• INSTRUCTIONS FOR THE TASK:
A line below contains "locate the stem in the photo above", and a later one contains "locate the hillside". Repeat both, with every line between them, exactly.

• Stored data entries:
———

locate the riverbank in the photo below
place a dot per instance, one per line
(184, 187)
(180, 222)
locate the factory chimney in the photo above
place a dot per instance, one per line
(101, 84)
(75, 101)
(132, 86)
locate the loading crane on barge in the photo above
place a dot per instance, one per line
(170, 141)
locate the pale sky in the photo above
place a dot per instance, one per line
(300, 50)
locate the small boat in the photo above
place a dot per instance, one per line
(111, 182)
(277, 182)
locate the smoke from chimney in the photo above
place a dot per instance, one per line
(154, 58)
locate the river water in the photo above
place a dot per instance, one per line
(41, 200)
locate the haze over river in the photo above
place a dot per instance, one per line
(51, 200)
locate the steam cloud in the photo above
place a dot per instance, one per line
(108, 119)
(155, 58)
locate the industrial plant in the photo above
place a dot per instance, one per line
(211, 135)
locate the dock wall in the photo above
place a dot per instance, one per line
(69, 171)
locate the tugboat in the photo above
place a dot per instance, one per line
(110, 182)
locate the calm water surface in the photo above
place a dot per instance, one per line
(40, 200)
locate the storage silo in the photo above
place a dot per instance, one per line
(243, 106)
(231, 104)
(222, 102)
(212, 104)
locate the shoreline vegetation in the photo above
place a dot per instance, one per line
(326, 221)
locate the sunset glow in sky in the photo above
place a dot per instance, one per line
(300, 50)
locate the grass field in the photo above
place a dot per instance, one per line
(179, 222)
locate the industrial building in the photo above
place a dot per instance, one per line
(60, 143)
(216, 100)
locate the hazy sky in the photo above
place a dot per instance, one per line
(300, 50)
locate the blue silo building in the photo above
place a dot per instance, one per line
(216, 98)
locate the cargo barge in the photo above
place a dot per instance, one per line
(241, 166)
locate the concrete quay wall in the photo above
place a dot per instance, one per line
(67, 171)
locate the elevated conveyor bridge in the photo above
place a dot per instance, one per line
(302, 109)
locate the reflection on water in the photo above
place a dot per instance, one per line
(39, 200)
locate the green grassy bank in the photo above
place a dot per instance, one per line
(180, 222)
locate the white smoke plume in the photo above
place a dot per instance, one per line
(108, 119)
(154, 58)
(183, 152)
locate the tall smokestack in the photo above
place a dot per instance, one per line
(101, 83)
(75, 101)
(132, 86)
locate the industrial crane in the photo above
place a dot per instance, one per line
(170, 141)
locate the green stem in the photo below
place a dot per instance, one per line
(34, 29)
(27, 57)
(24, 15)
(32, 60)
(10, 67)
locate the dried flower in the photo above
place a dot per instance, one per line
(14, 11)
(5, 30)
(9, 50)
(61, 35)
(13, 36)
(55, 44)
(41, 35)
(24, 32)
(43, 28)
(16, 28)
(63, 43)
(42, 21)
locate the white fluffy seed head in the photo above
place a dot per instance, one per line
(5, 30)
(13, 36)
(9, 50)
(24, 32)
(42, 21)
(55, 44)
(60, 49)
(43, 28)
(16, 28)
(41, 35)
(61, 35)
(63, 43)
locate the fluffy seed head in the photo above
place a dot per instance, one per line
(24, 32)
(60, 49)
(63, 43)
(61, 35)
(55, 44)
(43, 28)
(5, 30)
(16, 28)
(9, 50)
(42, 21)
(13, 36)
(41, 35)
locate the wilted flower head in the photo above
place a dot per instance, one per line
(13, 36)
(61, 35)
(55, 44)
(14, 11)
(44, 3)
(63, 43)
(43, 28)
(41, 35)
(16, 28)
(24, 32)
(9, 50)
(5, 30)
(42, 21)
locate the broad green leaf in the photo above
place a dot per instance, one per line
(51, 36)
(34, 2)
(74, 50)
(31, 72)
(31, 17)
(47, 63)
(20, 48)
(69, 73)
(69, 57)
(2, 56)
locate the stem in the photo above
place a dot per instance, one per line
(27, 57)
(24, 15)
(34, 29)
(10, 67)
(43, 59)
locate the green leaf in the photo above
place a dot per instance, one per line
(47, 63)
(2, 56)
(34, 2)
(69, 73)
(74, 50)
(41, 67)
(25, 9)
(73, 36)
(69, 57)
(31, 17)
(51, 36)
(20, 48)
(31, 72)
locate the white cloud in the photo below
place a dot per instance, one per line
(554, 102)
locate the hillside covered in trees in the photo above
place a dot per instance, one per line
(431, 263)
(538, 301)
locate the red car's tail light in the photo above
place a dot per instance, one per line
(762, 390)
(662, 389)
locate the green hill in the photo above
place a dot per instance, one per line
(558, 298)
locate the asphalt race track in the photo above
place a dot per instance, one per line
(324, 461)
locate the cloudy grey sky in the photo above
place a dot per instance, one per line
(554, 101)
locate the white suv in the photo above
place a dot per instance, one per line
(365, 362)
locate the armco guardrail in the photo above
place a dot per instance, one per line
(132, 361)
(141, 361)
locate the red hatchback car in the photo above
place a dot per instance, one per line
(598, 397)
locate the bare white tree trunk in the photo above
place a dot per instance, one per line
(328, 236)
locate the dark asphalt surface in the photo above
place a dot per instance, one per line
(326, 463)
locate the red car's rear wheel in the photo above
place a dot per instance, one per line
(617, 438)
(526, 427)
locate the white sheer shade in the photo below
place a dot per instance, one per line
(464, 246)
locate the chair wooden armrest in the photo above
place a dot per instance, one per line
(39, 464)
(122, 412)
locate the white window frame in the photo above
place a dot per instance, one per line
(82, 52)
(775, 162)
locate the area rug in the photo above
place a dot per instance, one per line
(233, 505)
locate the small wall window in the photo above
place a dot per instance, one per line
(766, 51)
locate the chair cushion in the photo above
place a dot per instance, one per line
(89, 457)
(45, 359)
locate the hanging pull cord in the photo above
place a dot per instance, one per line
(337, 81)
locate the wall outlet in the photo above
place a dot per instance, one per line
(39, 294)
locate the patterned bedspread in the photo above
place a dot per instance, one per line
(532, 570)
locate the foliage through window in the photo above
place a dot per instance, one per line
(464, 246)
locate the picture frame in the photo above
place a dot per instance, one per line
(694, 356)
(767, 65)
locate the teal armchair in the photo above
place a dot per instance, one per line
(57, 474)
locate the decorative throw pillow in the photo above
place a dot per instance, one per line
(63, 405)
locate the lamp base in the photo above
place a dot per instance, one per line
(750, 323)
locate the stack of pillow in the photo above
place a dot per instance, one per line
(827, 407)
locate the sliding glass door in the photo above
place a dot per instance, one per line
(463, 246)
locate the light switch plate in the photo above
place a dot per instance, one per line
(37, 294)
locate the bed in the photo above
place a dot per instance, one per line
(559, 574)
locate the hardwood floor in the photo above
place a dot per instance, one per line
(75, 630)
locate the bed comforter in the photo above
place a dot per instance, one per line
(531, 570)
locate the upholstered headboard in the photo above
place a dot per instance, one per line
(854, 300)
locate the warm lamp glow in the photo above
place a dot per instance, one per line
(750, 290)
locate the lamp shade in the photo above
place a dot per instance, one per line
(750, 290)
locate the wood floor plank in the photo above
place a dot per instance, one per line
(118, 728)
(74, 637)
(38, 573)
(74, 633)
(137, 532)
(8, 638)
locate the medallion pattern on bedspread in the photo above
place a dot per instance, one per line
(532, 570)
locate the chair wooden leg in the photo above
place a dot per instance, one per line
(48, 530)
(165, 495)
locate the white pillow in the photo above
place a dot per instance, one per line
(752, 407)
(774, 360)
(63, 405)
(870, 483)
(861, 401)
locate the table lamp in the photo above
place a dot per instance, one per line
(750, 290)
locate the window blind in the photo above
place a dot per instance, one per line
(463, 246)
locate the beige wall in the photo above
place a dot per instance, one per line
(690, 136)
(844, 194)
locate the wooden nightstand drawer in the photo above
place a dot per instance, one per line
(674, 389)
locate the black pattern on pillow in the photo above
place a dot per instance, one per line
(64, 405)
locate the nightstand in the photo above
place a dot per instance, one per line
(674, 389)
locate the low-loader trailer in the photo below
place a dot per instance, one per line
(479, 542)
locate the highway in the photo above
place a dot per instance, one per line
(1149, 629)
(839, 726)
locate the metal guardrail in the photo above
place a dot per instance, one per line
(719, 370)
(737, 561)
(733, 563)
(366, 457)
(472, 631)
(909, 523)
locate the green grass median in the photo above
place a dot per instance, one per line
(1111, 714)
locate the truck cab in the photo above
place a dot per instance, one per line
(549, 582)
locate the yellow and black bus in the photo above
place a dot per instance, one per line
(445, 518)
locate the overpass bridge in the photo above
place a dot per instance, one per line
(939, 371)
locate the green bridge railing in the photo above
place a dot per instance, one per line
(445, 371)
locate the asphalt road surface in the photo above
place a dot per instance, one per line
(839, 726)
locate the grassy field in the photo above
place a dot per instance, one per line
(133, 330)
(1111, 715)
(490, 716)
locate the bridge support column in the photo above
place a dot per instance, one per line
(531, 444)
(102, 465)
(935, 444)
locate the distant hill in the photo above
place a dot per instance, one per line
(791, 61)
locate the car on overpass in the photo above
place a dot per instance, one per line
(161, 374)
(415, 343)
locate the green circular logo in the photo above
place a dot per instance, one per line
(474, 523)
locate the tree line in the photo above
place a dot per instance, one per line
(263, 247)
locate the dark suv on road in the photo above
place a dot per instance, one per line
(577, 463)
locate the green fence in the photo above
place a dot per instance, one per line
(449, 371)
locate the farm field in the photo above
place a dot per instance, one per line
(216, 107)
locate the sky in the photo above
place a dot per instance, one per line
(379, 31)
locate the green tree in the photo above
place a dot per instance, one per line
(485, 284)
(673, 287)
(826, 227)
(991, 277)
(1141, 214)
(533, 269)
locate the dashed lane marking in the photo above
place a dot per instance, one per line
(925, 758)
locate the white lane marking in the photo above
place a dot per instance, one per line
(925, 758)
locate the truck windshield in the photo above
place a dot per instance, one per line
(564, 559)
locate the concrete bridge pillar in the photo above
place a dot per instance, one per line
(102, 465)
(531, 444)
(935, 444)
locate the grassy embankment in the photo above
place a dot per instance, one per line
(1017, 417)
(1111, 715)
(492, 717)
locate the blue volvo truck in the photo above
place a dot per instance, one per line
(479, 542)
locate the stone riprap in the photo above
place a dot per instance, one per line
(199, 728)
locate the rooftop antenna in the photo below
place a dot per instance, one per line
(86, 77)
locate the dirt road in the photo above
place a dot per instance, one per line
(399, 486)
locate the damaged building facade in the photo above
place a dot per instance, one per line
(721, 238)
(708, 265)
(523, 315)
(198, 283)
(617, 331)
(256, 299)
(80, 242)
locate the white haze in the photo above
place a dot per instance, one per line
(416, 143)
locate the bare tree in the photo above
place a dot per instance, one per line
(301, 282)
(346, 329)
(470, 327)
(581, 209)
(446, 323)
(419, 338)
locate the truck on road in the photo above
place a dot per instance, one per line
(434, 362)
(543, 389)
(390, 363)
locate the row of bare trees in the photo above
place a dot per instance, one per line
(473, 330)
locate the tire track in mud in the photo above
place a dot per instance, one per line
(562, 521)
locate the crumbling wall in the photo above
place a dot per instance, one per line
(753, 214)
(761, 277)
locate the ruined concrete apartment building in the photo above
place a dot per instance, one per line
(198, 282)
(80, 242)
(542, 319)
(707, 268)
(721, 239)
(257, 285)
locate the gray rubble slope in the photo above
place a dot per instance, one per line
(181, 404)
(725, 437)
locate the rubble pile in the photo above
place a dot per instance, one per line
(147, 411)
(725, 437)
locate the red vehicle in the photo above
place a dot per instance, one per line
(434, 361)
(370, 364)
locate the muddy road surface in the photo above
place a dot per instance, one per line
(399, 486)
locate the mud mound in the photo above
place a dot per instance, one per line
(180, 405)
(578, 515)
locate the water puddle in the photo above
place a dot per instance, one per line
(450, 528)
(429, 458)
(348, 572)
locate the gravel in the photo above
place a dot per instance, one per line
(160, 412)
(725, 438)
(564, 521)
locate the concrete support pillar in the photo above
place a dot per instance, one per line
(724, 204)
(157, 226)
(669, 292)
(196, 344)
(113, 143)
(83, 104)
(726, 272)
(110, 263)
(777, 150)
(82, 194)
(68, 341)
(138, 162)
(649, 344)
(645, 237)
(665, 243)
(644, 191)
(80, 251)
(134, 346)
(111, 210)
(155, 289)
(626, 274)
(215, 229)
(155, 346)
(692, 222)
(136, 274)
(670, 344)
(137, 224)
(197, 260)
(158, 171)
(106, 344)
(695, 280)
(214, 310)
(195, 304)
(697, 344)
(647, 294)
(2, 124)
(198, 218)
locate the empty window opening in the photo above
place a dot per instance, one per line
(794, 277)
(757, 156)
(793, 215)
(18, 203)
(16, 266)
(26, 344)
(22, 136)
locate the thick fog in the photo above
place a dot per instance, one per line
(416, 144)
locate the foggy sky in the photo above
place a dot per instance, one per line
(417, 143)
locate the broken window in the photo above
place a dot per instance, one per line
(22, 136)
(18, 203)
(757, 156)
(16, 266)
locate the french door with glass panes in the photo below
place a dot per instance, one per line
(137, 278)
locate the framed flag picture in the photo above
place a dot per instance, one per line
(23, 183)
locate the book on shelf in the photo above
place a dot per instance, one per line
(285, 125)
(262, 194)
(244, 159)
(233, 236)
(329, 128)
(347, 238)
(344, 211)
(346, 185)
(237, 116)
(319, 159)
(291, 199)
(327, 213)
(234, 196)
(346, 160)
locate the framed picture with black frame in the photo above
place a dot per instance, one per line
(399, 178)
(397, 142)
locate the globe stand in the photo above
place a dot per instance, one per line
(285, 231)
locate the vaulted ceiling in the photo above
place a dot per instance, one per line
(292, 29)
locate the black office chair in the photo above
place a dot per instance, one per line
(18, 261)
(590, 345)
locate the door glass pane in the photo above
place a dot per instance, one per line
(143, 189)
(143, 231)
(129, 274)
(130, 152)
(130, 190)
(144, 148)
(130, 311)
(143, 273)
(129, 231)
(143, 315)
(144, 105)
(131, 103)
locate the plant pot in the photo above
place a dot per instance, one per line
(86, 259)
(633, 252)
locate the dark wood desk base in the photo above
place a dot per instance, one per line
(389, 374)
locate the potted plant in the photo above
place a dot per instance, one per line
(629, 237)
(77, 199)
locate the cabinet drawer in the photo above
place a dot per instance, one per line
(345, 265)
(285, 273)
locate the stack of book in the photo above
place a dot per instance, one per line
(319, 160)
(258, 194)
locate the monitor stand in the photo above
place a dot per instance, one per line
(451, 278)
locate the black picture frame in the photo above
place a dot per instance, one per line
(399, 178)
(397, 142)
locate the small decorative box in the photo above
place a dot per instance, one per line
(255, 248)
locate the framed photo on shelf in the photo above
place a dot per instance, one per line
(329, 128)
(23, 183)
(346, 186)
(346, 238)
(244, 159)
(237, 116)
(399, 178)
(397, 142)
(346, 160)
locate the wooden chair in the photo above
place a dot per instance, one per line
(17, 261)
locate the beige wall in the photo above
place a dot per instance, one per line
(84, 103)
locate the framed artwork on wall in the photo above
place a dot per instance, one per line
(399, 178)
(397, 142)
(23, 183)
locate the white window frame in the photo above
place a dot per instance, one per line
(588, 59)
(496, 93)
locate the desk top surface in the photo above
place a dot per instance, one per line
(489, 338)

———

• EXERCISE RESPONSE:
locate the stem in the photo above
place a dot per instance, one per line
(27, 57)
(24, 15)
(34, 29)
(10, 67)
(43, 59)
locate the green leaf in the photo above
place a dot per instance, one per line
(47, 63)
(2, 56)
(34, 2)
(69, 73)
(74, 50)
(41, 67)
(25, 9)
(73, 36)
(69, 57)
(31, 17)
(51, 36)
(20, 48)
(31, 72)
locate the white cloud in the photo below
place a dot per instance, one per line
(554, 102)
locate the hillside covered in trees in the photo above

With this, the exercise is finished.